* Begin *

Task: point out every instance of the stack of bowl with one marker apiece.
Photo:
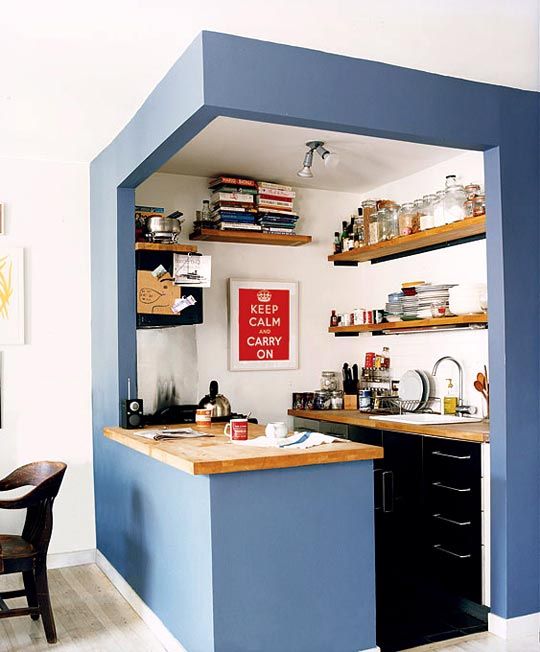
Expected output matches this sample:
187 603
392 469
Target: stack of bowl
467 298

* End *
* Begin *

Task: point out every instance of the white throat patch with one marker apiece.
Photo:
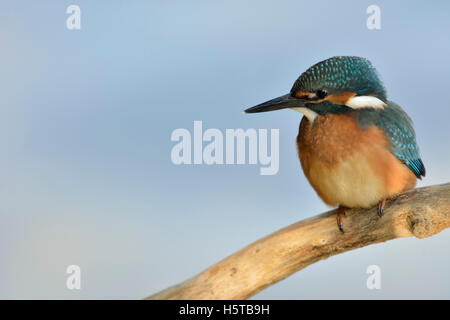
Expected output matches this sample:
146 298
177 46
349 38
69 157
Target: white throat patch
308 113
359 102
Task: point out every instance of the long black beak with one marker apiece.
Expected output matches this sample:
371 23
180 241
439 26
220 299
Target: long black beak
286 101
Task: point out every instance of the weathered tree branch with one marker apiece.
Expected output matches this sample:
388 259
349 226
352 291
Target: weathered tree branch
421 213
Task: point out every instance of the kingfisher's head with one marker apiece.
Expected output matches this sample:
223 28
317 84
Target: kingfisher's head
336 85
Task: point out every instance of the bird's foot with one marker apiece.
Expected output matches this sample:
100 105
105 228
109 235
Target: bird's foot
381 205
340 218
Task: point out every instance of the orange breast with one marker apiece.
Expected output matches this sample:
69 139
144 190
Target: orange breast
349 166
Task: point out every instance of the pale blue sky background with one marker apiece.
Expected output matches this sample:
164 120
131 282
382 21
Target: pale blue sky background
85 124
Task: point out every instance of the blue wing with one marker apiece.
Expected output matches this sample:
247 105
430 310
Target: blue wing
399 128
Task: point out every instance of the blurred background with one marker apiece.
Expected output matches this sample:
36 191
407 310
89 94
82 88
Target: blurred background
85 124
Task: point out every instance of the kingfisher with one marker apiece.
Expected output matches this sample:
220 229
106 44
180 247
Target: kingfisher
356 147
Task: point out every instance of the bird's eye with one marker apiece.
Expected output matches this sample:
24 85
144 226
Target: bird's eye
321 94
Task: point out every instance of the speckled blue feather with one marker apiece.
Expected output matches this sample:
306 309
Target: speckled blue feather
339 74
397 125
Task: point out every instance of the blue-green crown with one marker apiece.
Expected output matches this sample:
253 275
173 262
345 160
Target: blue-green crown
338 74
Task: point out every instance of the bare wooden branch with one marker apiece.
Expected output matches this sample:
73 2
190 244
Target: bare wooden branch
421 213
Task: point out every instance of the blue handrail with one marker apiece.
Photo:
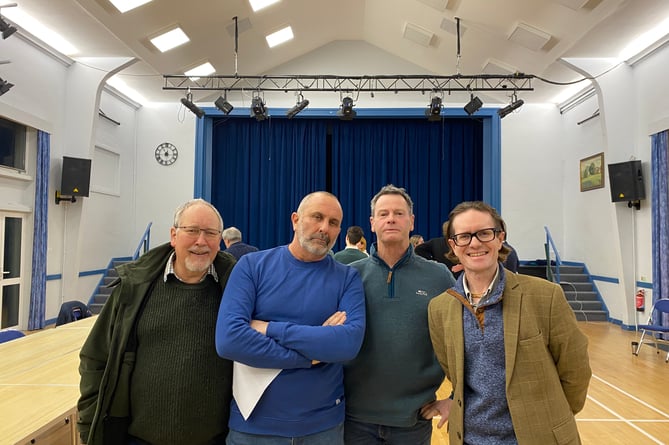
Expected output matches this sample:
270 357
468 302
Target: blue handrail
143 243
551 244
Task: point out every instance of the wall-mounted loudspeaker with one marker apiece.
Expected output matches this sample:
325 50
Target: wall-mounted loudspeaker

* End *
* Begin *

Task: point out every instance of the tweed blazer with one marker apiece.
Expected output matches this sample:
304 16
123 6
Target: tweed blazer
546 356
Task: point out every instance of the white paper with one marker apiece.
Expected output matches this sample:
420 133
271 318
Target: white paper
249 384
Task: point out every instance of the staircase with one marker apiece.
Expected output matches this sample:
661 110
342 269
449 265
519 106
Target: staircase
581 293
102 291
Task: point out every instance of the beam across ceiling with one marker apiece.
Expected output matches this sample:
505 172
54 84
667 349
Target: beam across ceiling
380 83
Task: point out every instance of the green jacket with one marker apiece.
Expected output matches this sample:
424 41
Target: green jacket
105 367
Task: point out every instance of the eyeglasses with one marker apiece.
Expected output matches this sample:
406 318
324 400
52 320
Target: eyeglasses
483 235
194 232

* End *

# [Given problem]
Express the entries as a JSON list of strings with one string per line, beginning at the line that contains "Task: point out every instance of the bare" and stopping after the line that contains "Target: wall-mounted loudspeaker". Leave out blank lines and the pictures.

# [Written solution]
[
  "Task: point out every instance of the bare wooden branch with one marker apiece.",
  "Expected output matches this sample:",
  "73 2",
  "190 244",
  "Target: bare wooden branch",
  "421 213",
  "Task: point out every instance of the blue handrail with one marker apiece.",
  "Photo:",
  "Expected output matches this sample:",
  "270 357",
  "468 302",
  "Target: blue handrail",
  "143 243",
  "551 244",
  "Task: point out every instance of the wall-mounted loudspeaker with one marker apiece.",
  "Expected output matches this sample:",
  "325 50",
  "Target: wall-mounted loudspeaker"
]